===== Extracted material =====

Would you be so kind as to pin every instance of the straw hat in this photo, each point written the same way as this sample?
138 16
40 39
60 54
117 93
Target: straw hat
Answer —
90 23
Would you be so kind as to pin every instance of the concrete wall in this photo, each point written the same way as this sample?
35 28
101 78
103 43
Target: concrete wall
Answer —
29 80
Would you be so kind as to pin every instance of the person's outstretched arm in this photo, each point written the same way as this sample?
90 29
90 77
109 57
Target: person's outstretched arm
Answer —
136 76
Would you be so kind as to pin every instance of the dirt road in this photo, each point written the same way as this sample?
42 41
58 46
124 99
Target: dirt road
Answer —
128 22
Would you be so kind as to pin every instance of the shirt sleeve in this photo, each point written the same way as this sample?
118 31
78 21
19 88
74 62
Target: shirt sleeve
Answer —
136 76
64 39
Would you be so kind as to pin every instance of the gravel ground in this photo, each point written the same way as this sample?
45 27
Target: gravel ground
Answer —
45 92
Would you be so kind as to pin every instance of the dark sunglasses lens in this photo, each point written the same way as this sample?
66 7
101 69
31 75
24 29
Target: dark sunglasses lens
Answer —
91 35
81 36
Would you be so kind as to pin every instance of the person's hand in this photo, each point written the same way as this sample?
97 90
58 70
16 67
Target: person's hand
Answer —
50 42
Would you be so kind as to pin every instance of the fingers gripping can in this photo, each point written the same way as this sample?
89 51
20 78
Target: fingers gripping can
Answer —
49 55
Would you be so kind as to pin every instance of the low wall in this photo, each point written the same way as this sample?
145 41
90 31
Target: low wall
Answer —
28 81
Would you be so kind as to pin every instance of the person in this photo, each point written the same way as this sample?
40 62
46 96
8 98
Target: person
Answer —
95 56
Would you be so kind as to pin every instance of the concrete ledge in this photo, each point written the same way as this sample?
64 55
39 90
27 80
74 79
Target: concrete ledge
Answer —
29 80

=====

→ Work order: Where a line above contains the string "ground", copy that line.

→ Answer space:
Would you be so kind as to pin every instance of the gravel ground in this photo, each point written the same way as this sample?
Target: gravel ground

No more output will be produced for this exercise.